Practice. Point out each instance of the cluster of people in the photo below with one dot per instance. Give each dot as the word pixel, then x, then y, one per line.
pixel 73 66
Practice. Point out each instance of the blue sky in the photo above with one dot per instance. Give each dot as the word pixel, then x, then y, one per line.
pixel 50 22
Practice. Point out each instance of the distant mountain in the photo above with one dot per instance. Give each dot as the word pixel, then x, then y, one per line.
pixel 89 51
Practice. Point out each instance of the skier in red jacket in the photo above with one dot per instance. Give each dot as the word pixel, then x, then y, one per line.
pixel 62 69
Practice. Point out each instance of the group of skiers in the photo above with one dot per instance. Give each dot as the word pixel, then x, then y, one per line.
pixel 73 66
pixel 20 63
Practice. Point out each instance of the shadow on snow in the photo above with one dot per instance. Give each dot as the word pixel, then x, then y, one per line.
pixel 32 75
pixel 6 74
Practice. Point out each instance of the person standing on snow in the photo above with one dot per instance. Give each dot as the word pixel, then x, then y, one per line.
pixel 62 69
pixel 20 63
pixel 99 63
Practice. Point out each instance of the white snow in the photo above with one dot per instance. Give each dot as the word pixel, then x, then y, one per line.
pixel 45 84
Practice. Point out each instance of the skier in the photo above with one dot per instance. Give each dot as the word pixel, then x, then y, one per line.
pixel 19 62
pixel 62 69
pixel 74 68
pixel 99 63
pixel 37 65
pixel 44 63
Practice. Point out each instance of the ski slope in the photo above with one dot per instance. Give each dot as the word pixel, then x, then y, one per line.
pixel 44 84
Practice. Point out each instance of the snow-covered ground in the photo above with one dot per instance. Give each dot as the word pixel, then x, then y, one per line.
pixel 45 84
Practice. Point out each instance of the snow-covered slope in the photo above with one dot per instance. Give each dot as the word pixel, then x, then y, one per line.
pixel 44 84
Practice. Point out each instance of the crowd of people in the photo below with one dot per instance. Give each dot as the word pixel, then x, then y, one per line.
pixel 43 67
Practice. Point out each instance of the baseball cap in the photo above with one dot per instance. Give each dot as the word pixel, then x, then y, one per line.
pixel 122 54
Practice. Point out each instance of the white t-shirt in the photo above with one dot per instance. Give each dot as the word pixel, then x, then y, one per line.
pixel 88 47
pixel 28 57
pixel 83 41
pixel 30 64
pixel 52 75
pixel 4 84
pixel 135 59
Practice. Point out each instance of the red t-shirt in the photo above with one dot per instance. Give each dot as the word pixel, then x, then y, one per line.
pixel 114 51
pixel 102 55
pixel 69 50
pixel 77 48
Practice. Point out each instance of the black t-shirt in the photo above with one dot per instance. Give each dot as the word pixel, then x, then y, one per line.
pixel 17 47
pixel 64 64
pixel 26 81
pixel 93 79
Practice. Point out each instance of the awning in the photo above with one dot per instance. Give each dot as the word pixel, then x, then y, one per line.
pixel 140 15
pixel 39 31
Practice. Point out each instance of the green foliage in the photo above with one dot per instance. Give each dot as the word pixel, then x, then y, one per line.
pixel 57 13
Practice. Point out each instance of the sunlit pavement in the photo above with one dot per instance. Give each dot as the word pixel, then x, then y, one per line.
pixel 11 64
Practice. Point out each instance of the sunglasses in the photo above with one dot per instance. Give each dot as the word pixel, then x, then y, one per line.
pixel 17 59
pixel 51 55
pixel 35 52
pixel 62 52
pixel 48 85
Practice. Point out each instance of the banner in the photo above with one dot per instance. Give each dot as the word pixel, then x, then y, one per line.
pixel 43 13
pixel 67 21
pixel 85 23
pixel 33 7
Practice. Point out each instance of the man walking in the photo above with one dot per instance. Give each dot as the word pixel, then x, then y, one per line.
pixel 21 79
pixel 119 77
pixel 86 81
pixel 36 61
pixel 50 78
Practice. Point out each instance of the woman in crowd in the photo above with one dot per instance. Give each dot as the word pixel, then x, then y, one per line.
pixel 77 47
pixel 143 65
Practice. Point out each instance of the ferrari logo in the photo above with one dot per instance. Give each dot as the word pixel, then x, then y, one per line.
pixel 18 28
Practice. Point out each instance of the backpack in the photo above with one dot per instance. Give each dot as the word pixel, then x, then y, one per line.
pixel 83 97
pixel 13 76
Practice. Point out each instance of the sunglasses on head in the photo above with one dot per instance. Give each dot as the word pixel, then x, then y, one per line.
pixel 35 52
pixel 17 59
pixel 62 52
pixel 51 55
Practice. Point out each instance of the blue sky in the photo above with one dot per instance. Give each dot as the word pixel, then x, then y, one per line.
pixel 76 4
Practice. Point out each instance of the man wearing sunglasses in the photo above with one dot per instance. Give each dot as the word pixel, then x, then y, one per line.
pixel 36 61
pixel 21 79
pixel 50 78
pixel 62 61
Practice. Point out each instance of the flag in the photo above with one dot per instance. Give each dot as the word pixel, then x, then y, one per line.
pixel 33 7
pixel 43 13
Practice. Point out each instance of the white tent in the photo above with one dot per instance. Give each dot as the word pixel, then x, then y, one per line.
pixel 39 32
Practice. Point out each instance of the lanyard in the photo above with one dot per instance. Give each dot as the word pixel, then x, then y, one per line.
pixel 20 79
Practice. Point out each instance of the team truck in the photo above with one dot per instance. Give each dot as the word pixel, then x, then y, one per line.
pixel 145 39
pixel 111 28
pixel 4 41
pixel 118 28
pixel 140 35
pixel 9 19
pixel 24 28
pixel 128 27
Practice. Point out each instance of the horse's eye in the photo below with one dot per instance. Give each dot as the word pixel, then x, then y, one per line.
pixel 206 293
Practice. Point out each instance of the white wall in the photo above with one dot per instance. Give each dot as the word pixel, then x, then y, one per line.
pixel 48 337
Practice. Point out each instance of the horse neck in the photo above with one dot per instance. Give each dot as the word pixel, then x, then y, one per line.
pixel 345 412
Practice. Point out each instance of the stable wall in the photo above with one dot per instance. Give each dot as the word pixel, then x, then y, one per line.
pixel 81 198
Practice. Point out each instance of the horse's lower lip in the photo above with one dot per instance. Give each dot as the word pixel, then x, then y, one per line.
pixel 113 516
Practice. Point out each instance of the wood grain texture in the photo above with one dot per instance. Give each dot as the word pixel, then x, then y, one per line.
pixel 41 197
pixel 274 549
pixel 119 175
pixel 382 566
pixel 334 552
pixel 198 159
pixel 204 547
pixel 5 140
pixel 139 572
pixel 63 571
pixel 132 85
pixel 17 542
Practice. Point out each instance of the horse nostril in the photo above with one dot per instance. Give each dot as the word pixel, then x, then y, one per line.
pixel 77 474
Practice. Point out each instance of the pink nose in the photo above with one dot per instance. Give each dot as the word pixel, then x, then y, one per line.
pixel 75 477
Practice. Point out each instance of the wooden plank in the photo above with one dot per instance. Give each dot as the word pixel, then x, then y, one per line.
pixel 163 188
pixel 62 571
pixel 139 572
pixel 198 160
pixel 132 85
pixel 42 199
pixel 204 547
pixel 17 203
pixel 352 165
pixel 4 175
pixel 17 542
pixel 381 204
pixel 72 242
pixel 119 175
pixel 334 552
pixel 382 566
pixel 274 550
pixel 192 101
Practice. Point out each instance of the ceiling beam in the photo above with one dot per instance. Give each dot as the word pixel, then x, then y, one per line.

**What to do**
The output should be the entire listing, exactly as it is.

**Reply**
Practice. Point out each instance of the cluster of people in the photo below with one dot per instance. Give each dot as the word pixel, then x, then y, one per line.
pixel 73 66
Practice. Point out each instance of the blue sky in the photo above with one dot per instance. Give each dot as the word pixel, then x, then y, one per line.
pixel 50 22
Practice. Point out each instance of the distant mountain in the photo above with one dot per instance. Give each dot as the word pixel, then x, then y, one per line.
pixel 89 51
Practice. Point out each instance of the skier in red jacket in the photo above with one dot per instance. Give each dot as the word pixel, then x, then y, one per line.
pixel 62 69
Practice. Point out each instance of the group of skiers in the photo above with one dot per instance. Give each dot as the word pixel, then x, then y, one per line.
pixel 73 66
pixel 20 63
Practice. Point out each instance of the shadow on snow in the photo above with one dot per instance. Give each dot as the word pixel, then x, then y, one per line.
pixel 32 75
pixel 6 74
Practice. Point out each instance of the person standing on snow in the photo above with one dot per instance. Give each dot as the word pixel, then x, then y, one per line.
pixel 62 69
pixel 20 63
pixel 99 63
Practice. Point out each instance of the white snow in the photo above with one dot per instance. Give each dot as the word pixel, then x, then y, one per line.
pixel 45 84
Practice. Point out each instance of the skier in the photo above with one dot per instance. Give each dot as the word pixel, then x, then y, one per line.
pixel 19 62
pixel 62 69
pixel 74 68
pixel 99 63
pixel 37 65
pixel 44 63
Practice. Point out each instance of the ski slope in the photo above with one dot per instance. Give each dot as the word pixel, then x, then y, one per line.
pixel 44 84
Practice. Point out each instance of the snow-covered ground in the photo above with one dot per instance. Give each dot as the word pixel, then x, then y, one per line.
pixel 45 84
Practice. Point out each instance of the snow-covered slope in the photo above with one dot per instance. Give each dot as the word pixel, then x, then y, one per line.
pixel 44 84
Practice. Point out each instance of the crowd of people in the photo below with one dot per instance. Give each dot as the word pixel, then x, then y, one per line.
pixel 43 67
Practice. Point out each instance of the baseball cap in the photo above with one dot per instance. Give each dot as the word pixel, then x, then y, one per line.
pixel 122 54
Practice. Point out each instance of the white t-shirt in the photo above with one dot per instance. Give each dot as the word pixel, then x, then y, one per line.
pixel 88 47
pixel 28 57
pixel 83 41
pixel 30 64
pixel 52 75
pixel 4 84
pixel 135 59
Practice. Point out each instance of the red t-shirt in the photo above with one dot per instance. Give each dot as the word pixel, then x, then y, one per line.
pixel 114 51
pixel 102 55
pixel 69 50
pixel 77 48
Practice. Point out each instance of the black t-shirt in the photo above with one dot per instance. Give each dot as the word pixel, then x, then y, one per line.
pixel 17 47
pixel 64 64
pixel 26 81
pixel 93 79
Practice. Point out each instance of the awning in the photo above with one dot per instance. Give each dot as the word pixel, then x, then y, one per line.
pixel 140 15
pixel 39 31
Practice. Point out each instance of the green foliage in the photo above with one dot per instance. Give each dot as the word pixel, then x, then y, one per line.
pixel 57 13
Practice. Point out each instance of the sunlit pavement in the photo above with one dot per instance. Give each dot as the word pixel, then x, then y, one per line.
pixel 11 64
Practice. Point out each instance of the sunglasses in the photo above with one dot per instance. Give each dot as the word pixel, then x, then y, one per line.
pixel 17 59
pixel 51 55
pixel 35 52
pixel 62 52
pixel 48 85
Practice. Point out each instance of the banner in the photo above with one dot per instance. Give each dot as the word pixel, then x, then y, one per line.
pixel 43 13
pixel 67 21
pixel 85 23
pixel 33 7
Practice. Point out each instance of the man walking in the photo above with one dot per instance. Give each dot as the word pixel, then x, then y, one per line.
pixel 21 79
pixel 119 77
pixel 86 81
pixel 36 61
pixel 50 78
Practice. Point out each instance of the woman in crowd in the photo above with one dot per instance. Give each dot as the word pixel, then x, then y, one per line.
pixel 77 47
pixel 143 65
Practice. Point out each instance of the ferrari logo in the photo above with one dot per instance. Give each dot as the word pixel, then x, then y, one per line.
pixel 18 28
Practice. Point out each instance of the backpack in the photo above with one dot per instance. Give each dot as the word pixel, then x, then y, one per line.
pixel 83 97
pixel 13 76
Practice. Point out each instance of the sunglasses on head in the photo above with one dot per instance. Give each dot as the word pixel, then x, then y, one per line.
pixel 35 52
pixel 17 59
pixel 62 52
pixel 51 55
Practice. Point out each instance of the blue sky in the photo above with one dot per instance. Give each dot as the word pixel, then x, then y, one per line.
pixel 76 4
Practice. Point out each instance of the man wearing sunglasses in the photo above with one dot per instance. Give each dot as the word pixel, then x, then y, one per line.
pixel 36 61
pixel 21 79
pixel 50 78
pixel 62 61
Practice. Point out each instance of the flag in the photo above with one dot per instance. Give each dot as the word pixel, then x, then y, one per line.
pixel 33 7
pixel 43 13
Practice. Point out each instance of the white tent in the photo above with one dot per instance. Give each dot as the word pixel, then x, then y, one per line.
pixel 39 32
Practice. Point out each instance of the lanyard in the photo above with one dot per instance. Give each dot as the word pixel, then x, then y, one per line.
pixel 20 79
Practice. Point out each instance of the team truck in the photo above with one dot per instance. Give each dot as the word pixel, then x, then y, one per line.
pixel 145 39
pixel 111 28
pixel 4 41
pixel 118 28
pixel 140 35
pixel 9 19
pixel 24 28
pixel 128 27
Practice. Point out each instance of the horse's eye in the photo below with one dot per instance. Give each dot as the word pixel, then x, then y, one per line.
pixel 206 293
Practice. Point out each instance of the white wall in the photo above with one dot per instance. Give each dot as the word pixel, then x, then y, one per line.
pixel 48 337
Practice. Point out each instance of the horse neck in the photo above with one dot per instance. Give each dot as the word pixel, then x, then y, one per line.
pixel 345 412
Practice. Point out each instance of the stable wall in the photo above with one dot per instance. Give each dot as the word pixel, then x, then y, one per line.
pixel 81 198
Practice. Point out each instance of the horse's lower lip in the photo above with one dot per instance. Give each dot as the word pixel, then x, then y, one per line.
pixel 113 516
Practice. Point out each instance of the wood grain texture in the photo above with one dot per instance. Give each dot as the word pixel, then x, then y, one per line.
pixel 41 197
pixel 274 549
pixel 119 175
pixel 382 566
pixel 334 552
pixel 198 159
pixel 204 547
pixel 5 140
pixel 139 572
pixel 63 571
pixel 132 85
pixel 17 542
Practice. Point out each instance of the horse nostril in the photo above with one dot per instance. Give each dot as the word pixel, then x, then y, one per line.
pixel 77 474
Practice. Point out each instance of the pink nose in the photo above with one dot per instance. Give each dot as the word pixel, then x, then y, one per line.
pixel 75 477
Practice. Point out each instance of the wooden plank in the photo above with one dot per instance. Give each dot as the word pixel, then x, then y, one per line.
pixel 163 188
pixel 62 571
pixel 139 572
pixel 198 160
pixel 132 85
pixel 42 199
pixel 204 547
pixel 17 203
pixel 352 165
pixel 4 175
pixel 17 542
pixel 381 204
pixel 72 242
pixel 119 175
pixel 334 552
pixel 382 566
pixel 274 550
pixel 192 101
Practice. Point out each instance of the ceiling beam in the photo above with one dot per instance. Give each dot as the word pixel, then x, then y, one per line.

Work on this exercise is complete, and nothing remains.